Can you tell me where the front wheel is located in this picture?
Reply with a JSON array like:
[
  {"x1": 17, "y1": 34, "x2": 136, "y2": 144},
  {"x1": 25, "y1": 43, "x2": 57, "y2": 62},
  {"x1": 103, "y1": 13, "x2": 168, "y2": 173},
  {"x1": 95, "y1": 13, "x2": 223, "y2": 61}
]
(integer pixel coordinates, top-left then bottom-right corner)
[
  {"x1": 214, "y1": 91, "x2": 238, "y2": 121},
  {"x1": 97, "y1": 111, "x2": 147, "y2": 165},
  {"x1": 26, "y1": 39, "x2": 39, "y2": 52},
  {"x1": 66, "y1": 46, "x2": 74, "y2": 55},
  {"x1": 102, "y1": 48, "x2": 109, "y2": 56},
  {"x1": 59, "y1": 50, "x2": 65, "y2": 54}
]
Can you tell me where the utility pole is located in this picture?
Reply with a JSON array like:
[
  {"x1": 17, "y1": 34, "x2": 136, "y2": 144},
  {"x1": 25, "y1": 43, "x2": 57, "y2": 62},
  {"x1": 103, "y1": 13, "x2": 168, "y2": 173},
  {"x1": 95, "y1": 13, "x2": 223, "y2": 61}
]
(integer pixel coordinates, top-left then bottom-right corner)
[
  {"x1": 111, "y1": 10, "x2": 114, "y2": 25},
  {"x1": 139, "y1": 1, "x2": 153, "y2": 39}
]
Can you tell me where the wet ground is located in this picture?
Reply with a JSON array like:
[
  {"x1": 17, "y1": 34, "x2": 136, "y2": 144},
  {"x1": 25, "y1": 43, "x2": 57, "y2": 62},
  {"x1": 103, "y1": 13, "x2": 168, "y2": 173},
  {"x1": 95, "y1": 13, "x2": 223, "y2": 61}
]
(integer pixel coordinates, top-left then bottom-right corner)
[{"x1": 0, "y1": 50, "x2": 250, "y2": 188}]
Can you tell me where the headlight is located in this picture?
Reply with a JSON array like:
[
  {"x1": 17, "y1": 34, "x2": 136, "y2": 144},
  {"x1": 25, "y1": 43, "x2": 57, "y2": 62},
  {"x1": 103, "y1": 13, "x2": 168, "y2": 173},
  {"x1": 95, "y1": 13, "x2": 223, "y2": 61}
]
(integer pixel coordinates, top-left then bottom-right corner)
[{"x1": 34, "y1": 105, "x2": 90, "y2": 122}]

===============

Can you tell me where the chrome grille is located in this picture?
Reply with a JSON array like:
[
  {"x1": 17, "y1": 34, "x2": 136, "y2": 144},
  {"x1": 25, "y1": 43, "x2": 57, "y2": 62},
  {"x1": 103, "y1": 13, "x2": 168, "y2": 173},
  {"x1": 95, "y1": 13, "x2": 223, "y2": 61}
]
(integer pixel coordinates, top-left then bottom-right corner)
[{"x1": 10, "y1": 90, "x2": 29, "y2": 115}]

===============

▶ Set exercise: Show every line of the records that contains the string "this", with case counting.

▶ Written answer:
Can you tell me where the front wheel is located in this picture?
Can you tell me where the utility pole is located in this picture?
Can you tell me where the wet ground is located in this picture?
Can you tell me where the headlight is located in this picture?
Can you tell me where the chrome grille is located in this picture?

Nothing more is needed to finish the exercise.